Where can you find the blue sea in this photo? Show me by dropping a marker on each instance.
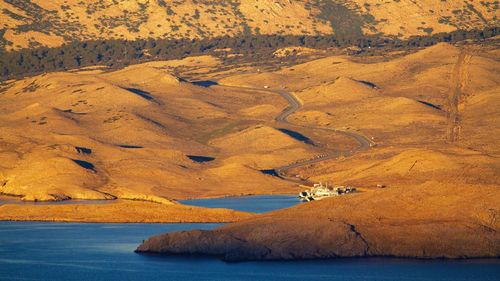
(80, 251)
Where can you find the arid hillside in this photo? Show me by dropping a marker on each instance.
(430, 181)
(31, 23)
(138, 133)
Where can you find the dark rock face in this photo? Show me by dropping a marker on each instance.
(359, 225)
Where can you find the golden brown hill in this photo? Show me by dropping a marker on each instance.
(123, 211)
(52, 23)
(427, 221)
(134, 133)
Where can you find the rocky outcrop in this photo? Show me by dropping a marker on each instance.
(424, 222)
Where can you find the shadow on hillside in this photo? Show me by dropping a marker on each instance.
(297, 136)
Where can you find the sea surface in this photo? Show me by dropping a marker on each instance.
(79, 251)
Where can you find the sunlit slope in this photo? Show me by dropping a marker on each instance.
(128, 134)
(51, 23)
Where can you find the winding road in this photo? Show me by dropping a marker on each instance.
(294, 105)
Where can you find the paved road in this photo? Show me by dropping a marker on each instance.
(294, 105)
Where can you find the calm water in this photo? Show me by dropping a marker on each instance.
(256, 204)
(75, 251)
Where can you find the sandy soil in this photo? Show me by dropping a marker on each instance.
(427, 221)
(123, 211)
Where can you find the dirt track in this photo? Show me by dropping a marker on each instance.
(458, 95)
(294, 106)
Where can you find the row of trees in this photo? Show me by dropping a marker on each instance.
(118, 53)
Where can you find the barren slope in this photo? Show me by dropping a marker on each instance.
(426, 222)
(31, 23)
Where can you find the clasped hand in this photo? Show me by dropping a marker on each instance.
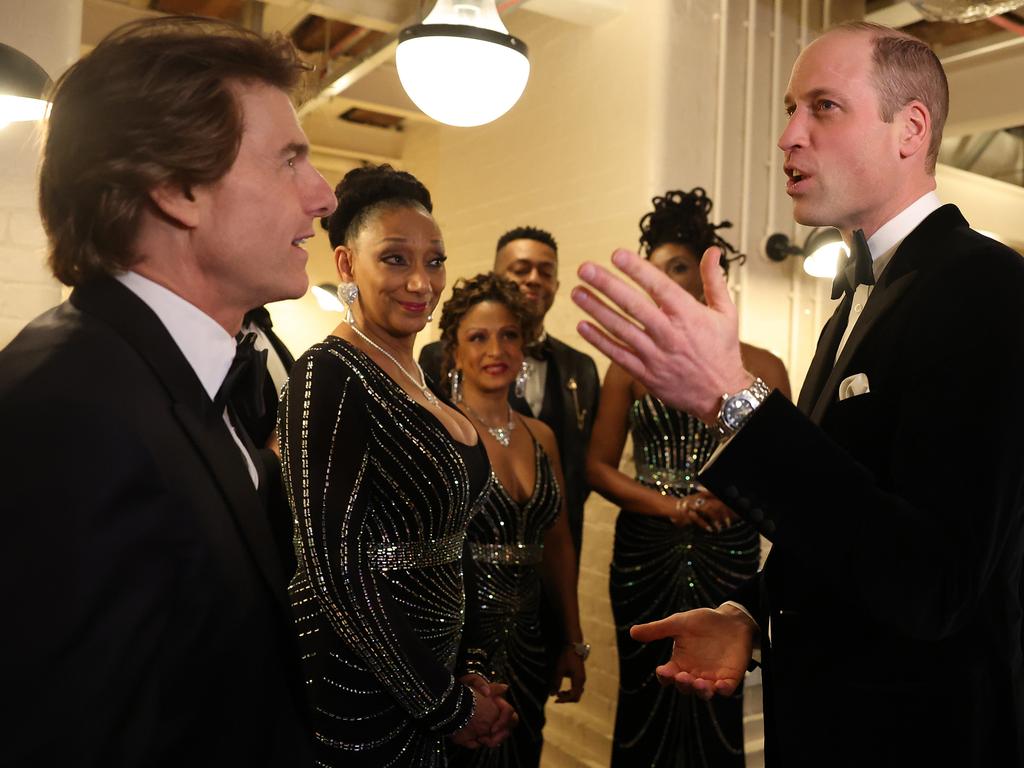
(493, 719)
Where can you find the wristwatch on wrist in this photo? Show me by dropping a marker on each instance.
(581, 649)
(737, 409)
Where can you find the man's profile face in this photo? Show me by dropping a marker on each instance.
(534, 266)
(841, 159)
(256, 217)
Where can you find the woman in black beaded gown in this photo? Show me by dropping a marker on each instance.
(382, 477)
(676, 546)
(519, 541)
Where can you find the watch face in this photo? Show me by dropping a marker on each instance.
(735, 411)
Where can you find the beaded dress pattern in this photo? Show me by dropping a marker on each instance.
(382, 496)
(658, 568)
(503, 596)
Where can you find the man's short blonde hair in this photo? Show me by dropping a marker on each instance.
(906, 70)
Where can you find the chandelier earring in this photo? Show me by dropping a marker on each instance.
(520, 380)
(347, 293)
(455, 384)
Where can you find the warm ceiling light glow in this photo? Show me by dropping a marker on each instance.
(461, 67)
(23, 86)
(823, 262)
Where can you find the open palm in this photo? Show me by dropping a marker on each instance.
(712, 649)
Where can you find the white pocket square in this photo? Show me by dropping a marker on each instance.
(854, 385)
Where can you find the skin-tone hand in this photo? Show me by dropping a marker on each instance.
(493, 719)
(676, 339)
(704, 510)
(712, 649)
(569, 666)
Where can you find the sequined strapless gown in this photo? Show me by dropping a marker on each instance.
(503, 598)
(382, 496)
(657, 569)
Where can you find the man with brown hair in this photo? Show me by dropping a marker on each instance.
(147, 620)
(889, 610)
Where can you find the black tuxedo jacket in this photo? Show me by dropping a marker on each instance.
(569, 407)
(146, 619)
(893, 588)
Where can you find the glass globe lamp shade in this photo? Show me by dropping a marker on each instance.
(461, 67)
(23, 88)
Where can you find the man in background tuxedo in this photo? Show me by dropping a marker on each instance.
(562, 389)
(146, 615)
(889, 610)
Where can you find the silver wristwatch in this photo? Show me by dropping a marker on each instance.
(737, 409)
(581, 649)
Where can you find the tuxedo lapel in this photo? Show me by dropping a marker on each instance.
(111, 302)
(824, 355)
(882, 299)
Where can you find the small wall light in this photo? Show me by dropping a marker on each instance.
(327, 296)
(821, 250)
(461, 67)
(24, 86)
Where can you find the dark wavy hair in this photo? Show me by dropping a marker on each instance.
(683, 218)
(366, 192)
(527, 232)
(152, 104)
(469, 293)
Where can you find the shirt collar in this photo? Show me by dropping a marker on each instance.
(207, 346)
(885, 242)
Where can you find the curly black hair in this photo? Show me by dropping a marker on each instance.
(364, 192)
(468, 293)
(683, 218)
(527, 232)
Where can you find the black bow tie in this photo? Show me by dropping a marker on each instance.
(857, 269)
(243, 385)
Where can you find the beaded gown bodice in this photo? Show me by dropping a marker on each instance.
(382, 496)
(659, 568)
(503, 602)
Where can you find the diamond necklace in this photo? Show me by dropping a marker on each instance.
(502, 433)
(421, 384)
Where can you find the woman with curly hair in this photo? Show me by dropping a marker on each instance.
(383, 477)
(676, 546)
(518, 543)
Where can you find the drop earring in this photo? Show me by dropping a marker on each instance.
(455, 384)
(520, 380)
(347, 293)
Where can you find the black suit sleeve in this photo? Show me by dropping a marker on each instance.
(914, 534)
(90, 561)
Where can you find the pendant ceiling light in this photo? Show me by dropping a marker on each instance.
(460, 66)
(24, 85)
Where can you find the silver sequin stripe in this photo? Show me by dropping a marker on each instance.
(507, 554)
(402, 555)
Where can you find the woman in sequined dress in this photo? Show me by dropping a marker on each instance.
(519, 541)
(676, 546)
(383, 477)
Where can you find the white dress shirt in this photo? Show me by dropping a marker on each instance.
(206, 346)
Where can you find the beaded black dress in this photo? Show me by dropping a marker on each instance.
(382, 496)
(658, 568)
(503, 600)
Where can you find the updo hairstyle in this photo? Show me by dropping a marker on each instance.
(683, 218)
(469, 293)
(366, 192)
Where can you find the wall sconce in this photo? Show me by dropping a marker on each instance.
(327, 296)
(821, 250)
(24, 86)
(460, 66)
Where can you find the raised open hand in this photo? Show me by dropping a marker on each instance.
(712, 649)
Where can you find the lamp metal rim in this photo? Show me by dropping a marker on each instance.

Task to complete: Can you reproduce all of the data above verbatim, line for line, leaving out the pictures?

Response to the exercise:
Where can you find the blue sea in this photo? Show me by dropping a marker on each instance.
(80, 251)
Where can you find the arid hillside in this photo? Show me by dropping a marker on each instance.
(430, 181)
(31, 23)
(138, 133)
Where can you find the dark rock face in this photo? Show me by dropping a marker on each instance.
(359, 225)
Where can you find the golden brown hill in this photo? Show me by dropping a marker on each instance.
(123, 211)
(52, 23)
(427, 221)
(134, 133)
Where can you find the rocky outcrop in this photo? Show me by dropping a marker on each instance.
(424, 222)
Where can you find the shadow on hillside in this photo? Show me by dropping a marker on each instance.
(297, 136)
Where can you find the sea surface in this photo? Show me by dropping a marker on each instance.
(79, 251)
Where can you find the sunlit slope in this photo? Show me by dropping a marker on each instance.
(128, 134)
(51, 23)
Where can you find the winding road in this photo? Show me by dropping a marker on each instance.
(294, 105)
Where can you find the paved road in this photo? Show me by dropping a marker on each instance.
(294, 105)
Where can you find the calm water in this photo? Show me by dropping a marker on each instance.
(256, 204)
(75, 251)
Where can you find the sandy soil in this photo? Show me by dropping a marker on each instance.
(427, 221)
(123, 211)
Where can you find the dirt track in this photo? Show me by dropping a marker on each instance.
(458, 95)
(294, 106)
Where can you find the row of trees in this photo? Show me by dropping a marker on each instance.
(118, 53)
Where can you find the barren slope in this photo? Show me by dropping a marker on each instance.
(426, 222)
(31, 23)
Where can you find the clasped hand in this photo? Show me by dropping a marker on each instance.
(493, 719)
Where can you find the wristwatch on wrist in this photo? Show me by dropping a marker on each instance.
(581, 649)
(737, 409)
Where can you find the man's profile face in this photo? Show me by dropping a marker on each instance.
(534, 266)
(841, 159)
(256, 217)
Where can you find the woman in black beaded gown in this photo? Show me by dropping a marker on each instance.
(382, 477)
(676, 546)
(519, 541)
Where can you find the watch face in this photo? Show me by dropping a marker on each instance.
(735, 411)
Where can you find the beaded dress pattern in this photo? Show me by dropping a marker on each instance.
(382, 496)
(658, 568)
(503, 596)
Where can you find the man's short blonde hair in this photo? Show me by dropping a marker on each instance.
(906, 70)
Where can you find the chandelier earring in this photo? Show me by dropping a marker on each instance.
(520, 380)
(347, 293)
(455, 384)
Where can you find the warm ceiling light glow in this photo? Show me by dropping a marker on each instance.
(461, 67)
(23, 86)
(823, 262)
Where can you find the open palm in this photo? Show me by dropping a marker on each instance.
(712, 649)
Where can you find the white pocket square in this photo? Show me by dropping a marker on each instance.
(854, 385)
Where can you find the skin-tone hand in this photo? Show me by dropping a marker on each instance.
(493, 719)
(676, 339)
(704, 510)
(712, 649)
(569, 666)
Where can you find the sequined strapless gown in this photo? Show me by dropping a marker on each instance.
(503, 598)
(382, 496)
(657, 569)
Where can you find the man with brown hair in this photo? Show me by dropping a marker on each instance.
(147, 620)
(889, 610)
Where can you find the black tuxedo jacket in this photo? Show me by dropping a marker on each instance.
(569, 407)
(146, 619)
(893, 588)
Where can you find the glass globe lamp shade in this photo? Show me by dropping a marker on each instance.
(461, 67)
(23, 88)
Where can you find the man in background tuxedo in this photo? Show me by dropping a marker on each instance.
(562, 389)
(146, 615)
(889, 610)
Where can you find the silver wristwatch in this photo? Show me by dropping a marker on each instance.
(737, 409)
(581, 649)
Where can you find the tuxedo lapel in this photo? Show me by dropping a marker on each instance.
(111, 302)
(824, 355)
(882, 299)
Where can you find the small wall light in this photo? Show me by dropping a marker on each instance.
(327, 296)
(821, 250)
(461, 67)
(24, 86)
Where can you find the dark wavy hair in this photo? Show me by dropping a marker on each instance.
(683, 218)
(366, 192)
(527, 232)
(152, 104)
(469, 293)
Where can you find the shirt collar in this photo? Show me by dropping a marker on each instance.
(207, 346)
(885, 242)
Where can you find the curly black hair in this photo? Show me by dropping a marker on each instance.
(364, 192)
(468, 293)
(683, 218)
(527, 232)
Where can you find the black bow tie in this photo? Show me by dropping a marker on each instance.
(857, 269)
(243, 385)
Where can you find the beaded gown bodice in this photo? Show me by dropping a marker on each instance.
(382, 496)
(659, 568)
(503, 602)
Where can you find the diamond necklace in this photo? Show me by dropping a marker on each instance.
(502, 433)
(421, 384)
Where can you find the woman with curly hair in this photo? Show me by dropping a marker on each instance.
(383, 477)
(676, 546)
(518, 543)
Where can you find the drop earring in this photo? Show me by dropping a marker on each instance.
(455, 384)
(520, 380)
(347, 293)
Where can you find the black suit sleeve in this photo? Show me by dropping a marker on each instance.
(914, 534)
(90, 561)
Where can you find the pendant ceiling light in this photo? Show me by dropping a marker on each instance.
(460, 66)
(24, 85)
Where can you find the silver sequin stripe in this photo? Show me by dropping a marker on each instance.
(507, 554)
(402, 555)
Where can you find the woman in sequined dress in this photo? Show me by dropping a marker on each instance.
(519, 541)
(676, 546)
(383, 477)
Where can you find the white dress shirt in this photo? Show me by dropping a marker on each instance.
(206, 346)
Where can you find the beaded black dress in this photo? Show me by dropping a marker on each instance.
(382, 496)
(658, 568)
(503, 600)
Where can you find the updo hairstyle in this photo? Show me by dropping a marker on each instance.
(683, 218)
(469, 293)
(366, 192)
Where can you find the wall sconce in this photo? Show me by dropping a marker on each instance.
(327, 296)
(821, 250)
(24, 86)
(460, 66)
Where can you find the raised open hand in this photo? Show me by dropping a marker on each instance.
(712, 649)
Where can you find the lamp metal rim in this photo? Show me by dropping a marker on each instance.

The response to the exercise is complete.